(DATASET RECORDS begins)
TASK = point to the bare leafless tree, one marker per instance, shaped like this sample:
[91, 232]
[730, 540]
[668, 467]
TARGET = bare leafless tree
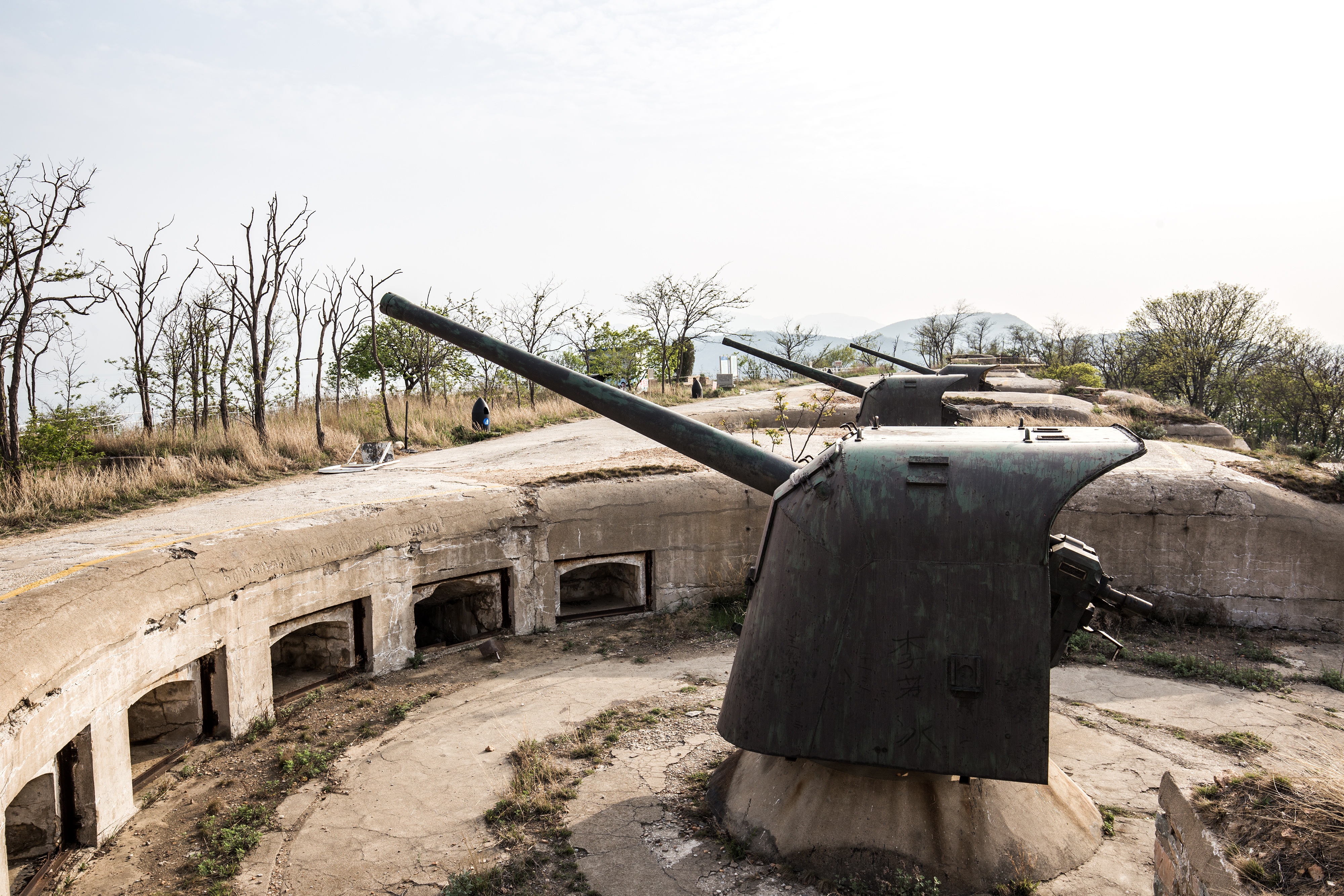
(DATASET RECORDS ends)
:: ASSIGNMENT ::
Transcribe the records above exactly as they appear, leaving out any pictures.

:: WRITTEN SOLUTION ::
TASK = point to the bare leafless tree, one marker per instance, shaped like this sample:
[91, 232]
[730, 540]
[668, 467]
TARGET = bare leafless tree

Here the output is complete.